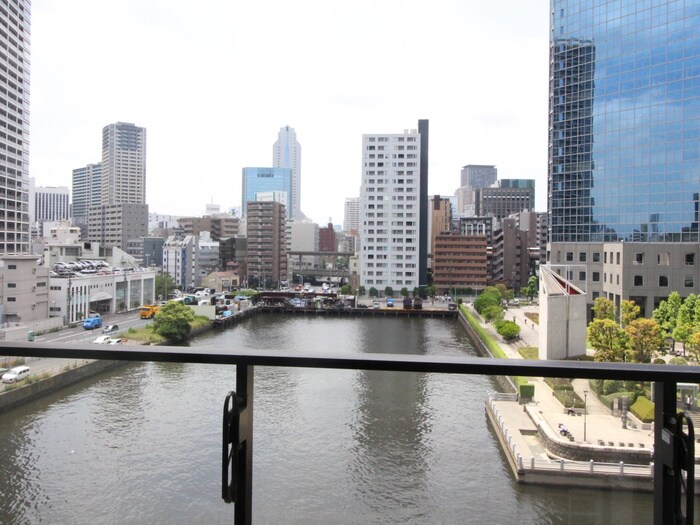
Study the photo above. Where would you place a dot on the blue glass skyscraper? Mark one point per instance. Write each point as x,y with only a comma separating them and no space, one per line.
•••
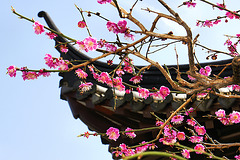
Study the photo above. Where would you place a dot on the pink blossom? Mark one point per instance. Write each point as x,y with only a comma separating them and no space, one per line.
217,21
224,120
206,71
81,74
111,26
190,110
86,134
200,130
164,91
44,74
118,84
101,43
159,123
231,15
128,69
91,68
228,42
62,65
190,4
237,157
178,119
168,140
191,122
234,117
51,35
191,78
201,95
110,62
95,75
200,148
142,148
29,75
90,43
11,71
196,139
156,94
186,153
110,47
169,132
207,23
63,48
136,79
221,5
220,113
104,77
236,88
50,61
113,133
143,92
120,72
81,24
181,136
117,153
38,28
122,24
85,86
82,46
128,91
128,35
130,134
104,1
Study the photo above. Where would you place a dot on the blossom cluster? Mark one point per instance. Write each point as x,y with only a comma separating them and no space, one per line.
•••
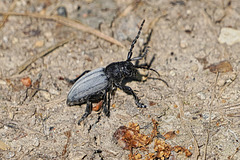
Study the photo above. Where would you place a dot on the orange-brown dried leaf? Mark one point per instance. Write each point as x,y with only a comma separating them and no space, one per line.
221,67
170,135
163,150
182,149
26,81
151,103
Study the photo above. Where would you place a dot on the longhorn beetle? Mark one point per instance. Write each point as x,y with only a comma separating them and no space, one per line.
•••
**TASK OBJECTIVE**
Count the lines in the data above that contain the string "instance", treating uppercase and lowercase letters as distinct. Reply with the number alone.

**THE ANSWER**
5